## Task instructions
From the listing below, tally the lines that include "wooden". Return only the total.
====================
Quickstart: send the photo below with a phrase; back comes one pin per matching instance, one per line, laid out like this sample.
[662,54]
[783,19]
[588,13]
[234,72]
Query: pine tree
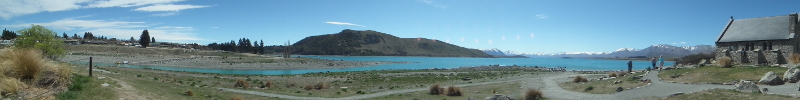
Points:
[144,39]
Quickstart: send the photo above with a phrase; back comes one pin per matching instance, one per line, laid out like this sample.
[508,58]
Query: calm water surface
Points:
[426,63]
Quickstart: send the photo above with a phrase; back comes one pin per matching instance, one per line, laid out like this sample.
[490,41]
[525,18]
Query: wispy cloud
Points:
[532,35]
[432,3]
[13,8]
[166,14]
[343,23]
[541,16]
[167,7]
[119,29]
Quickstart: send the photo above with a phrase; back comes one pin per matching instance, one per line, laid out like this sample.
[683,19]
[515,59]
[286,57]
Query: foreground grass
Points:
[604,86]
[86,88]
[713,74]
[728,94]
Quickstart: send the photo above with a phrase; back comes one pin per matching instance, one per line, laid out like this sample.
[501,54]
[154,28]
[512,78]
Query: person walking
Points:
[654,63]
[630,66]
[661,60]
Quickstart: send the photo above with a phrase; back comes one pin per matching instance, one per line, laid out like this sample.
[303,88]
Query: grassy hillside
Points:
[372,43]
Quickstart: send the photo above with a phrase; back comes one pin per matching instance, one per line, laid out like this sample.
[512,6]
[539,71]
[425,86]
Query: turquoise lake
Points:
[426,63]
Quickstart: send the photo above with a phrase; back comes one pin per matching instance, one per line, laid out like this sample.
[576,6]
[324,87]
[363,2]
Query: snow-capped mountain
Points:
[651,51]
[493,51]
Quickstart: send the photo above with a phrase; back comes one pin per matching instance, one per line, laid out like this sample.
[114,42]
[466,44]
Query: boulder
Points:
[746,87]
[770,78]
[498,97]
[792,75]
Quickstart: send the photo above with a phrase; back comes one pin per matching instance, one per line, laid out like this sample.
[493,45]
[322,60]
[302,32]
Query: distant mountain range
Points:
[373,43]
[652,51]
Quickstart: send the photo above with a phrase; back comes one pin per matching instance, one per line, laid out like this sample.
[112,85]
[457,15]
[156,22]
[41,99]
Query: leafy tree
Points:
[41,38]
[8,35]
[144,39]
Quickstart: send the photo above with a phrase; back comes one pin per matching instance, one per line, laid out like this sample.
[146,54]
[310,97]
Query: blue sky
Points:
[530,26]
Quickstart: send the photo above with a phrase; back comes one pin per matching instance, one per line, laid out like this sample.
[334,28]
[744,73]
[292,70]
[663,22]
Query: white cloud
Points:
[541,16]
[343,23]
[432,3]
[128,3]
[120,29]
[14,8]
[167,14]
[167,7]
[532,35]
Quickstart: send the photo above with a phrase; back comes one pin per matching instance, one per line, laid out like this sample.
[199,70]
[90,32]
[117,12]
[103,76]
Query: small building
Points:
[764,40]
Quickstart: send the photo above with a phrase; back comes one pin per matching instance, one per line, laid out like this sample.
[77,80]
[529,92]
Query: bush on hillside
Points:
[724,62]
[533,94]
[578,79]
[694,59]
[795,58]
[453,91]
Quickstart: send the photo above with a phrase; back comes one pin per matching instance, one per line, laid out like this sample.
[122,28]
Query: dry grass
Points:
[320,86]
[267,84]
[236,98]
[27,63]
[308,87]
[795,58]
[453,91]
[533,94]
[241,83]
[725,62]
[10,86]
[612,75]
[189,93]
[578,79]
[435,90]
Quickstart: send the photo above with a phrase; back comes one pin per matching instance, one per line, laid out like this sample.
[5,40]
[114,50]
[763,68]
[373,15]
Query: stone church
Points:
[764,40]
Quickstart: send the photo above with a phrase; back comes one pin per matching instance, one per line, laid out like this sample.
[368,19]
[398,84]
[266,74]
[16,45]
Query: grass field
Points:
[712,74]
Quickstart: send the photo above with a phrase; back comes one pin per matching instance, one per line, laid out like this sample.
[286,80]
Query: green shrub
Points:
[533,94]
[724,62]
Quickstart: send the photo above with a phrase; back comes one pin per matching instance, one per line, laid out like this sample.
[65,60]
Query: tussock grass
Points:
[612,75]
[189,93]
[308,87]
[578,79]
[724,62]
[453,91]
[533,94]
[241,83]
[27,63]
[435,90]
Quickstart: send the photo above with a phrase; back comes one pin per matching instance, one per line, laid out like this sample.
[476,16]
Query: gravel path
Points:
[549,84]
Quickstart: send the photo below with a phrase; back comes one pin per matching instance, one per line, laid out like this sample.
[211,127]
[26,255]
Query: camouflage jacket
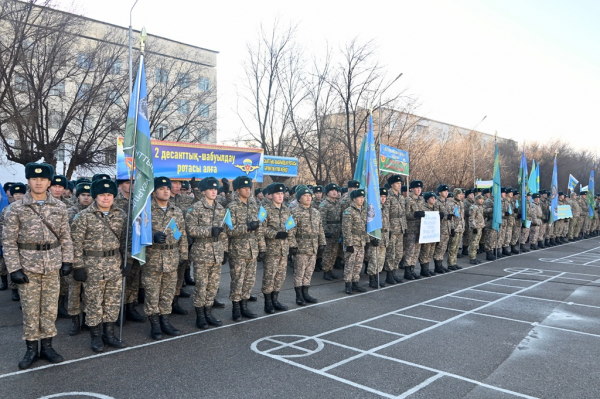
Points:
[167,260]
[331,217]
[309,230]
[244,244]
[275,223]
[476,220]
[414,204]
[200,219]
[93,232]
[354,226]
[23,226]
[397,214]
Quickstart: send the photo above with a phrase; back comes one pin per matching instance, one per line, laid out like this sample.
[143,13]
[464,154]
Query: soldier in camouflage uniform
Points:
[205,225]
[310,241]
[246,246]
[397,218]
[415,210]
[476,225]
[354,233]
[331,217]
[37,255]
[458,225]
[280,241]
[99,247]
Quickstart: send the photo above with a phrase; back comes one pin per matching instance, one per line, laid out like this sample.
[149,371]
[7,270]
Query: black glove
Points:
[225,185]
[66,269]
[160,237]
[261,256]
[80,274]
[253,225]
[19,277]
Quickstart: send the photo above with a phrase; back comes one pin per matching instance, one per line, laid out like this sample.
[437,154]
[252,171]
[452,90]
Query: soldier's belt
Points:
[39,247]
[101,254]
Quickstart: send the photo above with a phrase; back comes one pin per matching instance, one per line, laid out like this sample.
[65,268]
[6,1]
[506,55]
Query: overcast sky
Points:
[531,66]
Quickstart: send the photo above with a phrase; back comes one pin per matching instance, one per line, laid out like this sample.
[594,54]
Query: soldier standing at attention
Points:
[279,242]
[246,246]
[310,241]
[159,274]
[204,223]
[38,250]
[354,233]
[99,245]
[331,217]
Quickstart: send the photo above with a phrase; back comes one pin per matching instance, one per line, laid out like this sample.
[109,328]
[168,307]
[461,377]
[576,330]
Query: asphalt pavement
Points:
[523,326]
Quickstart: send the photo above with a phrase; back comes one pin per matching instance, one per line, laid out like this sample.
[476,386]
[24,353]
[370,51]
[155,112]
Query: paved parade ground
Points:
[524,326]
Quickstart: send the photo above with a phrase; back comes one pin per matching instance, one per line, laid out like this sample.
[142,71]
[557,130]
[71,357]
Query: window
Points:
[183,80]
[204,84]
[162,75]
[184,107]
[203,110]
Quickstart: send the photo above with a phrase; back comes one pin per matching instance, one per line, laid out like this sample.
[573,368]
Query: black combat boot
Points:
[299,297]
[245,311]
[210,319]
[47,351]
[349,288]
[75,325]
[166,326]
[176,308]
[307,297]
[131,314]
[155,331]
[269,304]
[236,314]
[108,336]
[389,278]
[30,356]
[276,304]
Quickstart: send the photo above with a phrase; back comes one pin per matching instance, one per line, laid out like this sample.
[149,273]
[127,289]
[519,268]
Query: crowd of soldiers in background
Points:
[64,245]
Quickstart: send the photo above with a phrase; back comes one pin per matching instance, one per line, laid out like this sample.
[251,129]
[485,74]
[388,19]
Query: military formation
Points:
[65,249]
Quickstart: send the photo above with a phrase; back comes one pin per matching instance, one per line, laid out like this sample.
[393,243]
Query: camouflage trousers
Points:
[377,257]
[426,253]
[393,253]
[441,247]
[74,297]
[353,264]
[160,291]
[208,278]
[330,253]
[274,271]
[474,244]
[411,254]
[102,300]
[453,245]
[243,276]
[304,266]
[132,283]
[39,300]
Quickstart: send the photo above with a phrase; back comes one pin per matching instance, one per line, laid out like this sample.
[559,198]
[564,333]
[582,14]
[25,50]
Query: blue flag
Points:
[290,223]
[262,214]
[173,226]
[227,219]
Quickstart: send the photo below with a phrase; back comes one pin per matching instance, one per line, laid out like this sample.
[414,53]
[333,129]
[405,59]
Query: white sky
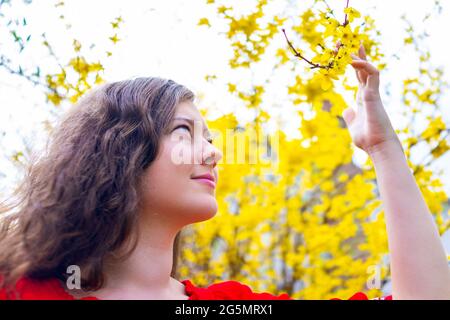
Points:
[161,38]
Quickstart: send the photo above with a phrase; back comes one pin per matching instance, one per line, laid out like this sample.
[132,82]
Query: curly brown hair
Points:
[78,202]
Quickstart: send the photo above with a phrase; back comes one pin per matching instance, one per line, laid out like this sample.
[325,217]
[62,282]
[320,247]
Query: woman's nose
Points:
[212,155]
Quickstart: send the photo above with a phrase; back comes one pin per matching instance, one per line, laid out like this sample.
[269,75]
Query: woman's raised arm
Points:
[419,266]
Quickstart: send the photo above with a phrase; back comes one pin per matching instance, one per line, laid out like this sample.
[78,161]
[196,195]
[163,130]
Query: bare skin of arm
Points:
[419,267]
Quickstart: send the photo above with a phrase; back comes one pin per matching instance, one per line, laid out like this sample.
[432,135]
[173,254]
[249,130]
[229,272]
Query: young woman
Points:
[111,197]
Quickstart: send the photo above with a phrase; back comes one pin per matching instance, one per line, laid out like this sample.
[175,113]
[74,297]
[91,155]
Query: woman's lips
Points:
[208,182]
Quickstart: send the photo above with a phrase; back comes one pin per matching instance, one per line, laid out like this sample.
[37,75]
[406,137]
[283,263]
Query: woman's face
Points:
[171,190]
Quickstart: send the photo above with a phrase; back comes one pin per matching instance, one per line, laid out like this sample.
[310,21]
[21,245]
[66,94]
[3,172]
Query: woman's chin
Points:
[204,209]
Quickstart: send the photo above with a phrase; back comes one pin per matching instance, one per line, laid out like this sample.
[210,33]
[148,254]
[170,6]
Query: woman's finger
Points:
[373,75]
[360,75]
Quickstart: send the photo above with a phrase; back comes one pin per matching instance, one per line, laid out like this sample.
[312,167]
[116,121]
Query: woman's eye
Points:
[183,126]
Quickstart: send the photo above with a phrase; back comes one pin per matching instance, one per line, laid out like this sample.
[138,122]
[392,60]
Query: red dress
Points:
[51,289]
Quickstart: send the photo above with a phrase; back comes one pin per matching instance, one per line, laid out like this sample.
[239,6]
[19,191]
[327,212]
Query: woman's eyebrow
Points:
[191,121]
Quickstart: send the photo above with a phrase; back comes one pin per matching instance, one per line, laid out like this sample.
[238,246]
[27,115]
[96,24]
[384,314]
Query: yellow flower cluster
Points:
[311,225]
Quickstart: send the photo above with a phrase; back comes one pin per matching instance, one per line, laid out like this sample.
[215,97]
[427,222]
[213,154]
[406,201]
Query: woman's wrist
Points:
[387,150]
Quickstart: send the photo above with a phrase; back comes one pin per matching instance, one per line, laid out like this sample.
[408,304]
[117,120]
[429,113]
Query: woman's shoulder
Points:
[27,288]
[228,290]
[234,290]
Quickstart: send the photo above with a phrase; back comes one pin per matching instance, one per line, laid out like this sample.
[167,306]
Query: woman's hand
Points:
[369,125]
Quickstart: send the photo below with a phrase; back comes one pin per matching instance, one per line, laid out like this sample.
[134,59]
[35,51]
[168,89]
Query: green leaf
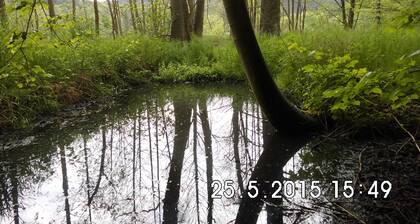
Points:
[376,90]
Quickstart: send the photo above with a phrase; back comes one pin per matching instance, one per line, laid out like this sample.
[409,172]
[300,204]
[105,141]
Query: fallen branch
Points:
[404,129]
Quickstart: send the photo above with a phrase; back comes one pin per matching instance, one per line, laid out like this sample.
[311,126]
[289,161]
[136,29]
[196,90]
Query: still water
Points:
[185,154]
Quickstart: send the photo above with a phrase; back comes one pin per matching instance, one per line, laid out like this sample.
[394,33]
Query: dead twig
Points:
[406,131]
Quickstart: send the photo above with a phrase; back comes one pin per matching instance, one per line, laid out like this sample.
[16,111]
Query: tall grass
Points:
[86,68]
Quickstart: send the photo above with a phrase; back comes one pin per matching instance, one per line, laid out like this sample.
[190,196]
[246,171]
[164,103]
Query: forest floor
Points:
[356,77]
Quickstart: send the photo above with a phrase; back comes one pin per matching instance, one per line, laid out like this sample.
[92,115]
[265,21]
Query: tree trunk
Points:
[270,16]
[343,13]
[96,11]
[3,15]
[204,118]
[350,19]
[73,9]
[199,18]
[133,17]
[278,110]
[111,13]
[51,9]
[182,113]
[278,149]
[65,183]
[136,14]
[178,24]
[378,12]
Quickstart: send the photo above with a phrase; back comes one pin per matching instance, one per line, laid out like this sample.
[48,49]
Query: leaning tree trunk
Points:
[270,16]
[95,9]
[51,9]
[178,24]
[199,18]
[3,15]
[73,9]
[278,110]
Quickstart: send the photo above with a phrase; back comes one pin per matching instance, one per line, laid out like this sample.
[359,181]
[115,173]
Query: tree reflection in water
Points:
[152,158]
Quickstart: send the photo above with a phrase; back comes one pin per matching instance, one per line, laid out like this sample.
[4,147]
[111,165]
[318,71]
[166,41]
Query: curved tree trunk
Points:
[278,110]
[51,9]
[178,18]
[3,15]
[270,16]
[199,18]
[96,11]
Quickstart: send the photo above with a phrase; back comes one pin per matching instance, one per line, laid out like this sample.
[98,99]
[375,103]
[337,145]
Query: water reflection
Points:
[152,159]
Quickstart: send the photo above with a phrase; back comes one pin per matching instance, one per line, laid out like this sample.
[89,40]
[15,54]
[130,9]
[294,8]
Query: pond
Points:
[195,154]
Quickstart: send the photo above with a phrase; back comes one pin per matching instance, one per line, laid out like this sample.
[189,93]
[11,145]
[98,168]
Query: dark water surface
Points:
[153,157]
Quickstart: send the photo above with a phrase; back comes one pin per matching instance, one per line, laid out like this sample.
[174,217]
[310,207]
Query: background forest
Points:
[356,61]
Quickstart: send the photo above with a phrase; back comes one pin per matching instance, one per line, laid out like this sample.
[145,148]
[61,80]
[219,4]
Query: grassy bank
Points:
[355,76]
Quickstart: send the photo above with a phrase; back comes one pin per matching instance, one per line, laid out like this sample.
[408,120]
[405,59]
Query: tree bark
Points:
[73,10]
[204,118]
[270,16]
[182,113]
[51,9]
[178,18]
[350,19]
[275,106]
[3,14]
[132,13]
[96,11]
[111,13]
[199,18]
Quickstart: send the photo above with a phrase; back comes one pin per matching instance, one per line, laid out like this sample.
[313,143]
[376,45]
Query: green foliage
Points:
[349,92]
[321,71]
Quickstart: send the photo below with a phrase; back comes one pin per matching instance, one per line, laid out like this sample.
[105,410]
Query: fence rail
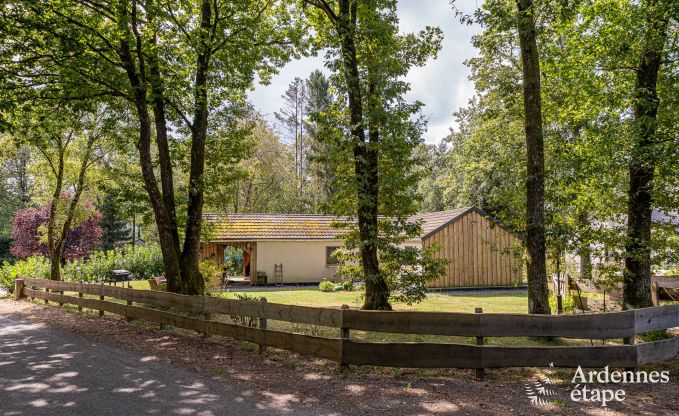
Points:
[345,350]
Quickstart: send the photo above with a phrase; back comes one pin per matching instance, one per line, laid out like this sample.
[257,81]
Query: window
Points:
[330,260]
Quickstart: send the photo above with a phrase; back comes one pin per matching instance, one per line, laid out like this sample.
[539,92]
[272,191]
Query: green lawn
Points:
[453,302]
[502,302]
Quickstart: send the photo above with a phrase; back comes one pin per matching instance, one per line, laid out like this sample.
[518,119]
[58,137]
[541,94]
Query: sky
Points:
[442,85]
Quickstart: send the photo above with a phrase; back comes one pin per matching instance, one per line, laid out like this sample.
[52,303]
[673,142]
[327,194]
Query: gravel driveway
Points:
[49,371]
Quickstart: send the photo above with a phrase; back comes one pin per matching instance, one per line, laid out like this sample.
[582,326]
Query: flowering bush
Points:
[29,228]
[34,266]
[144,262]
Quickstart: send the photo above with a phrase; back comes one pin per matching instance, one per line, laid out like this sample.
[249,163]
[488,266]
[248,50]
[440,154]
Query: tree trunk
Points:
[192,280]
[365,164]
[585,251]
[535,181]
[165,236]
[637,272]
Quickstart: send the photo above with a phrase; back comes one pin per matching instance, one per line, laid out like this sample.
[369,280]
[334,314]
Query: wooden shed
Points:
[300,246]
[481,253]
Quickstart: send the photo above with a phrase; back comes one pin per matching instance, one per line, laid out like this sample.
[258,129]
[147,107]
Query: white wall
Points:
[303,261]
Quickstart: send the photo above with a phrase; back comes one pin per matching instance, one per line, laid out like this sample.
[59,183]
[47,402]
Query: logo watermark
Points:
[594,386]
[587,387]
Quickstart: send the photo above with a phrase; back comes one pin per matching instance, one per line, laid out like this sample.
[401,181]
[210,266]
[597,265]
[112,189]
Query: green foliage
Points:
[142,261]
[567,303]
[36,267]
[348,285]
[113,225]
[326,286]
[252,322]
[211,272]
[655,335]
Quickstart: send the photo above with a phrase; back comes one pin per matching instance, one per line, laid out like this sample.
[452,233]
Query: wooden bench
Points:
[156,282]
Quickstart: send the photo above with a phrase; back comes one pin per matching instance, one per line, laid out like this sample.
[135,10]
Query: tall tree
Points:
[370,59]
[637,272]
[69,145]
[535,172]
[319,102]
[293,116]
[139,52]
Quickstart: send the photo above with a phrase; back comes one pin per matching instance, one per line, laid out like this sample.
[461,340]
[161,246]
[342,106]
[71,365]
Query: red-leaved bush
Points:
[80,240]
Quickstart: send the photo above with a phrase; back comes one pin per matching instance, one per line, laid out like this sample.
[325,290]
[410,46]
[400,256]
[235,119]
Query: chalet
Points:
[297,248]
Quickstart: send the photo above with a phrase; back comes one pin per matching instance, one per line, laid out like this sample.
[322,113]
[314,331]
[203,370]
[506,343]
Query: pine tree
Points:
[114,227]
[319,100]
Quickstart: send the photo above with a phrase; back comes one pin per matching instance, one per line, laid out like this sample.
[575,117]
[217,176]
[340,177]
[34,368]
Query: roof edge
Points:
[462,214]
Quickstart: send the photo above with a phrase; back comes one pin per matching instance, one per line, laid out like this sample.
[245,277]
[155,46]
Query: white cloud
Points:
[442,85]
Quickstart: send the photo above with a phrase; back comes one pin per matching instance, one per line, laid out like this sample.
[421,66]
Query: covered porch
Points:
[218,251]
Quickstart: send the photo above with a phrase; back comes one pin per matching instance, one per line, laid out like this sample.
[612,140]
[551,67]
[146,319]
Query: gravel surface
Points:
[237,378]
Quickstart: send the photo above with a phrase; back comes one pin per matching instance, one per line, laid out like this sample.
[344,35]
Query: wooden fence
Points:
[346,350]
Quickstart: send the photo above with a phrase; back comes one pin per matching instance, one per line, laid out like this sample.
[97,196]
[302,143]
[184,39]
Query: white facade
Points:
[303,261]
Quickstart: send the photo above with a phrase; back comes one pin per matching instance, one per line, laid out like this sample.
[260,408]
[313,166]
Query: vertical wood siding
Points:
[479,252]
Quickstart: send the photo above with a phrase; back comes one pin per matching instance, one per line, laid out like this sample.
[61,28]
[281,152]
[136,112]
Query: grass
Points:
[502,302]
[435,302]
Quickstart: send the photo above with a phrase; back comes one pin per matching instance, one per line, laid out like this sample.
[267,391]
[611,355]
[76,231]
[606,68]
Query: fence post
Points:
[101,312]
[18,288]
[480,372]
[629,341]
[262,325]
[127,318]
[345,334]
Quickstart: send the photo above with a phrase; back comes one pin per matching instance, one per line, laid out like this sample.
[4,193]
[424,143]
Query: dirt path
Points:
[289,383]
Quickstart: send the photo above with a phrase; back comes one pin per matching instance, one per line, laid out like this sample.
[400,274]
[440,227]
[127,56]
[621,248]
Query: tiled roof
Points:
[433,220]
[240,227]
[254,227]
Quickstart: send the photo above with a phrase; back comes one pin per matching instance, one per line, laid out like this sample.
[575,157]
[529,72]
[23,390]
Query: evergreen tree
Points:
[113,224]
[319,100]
====================
## Answer to this problem
3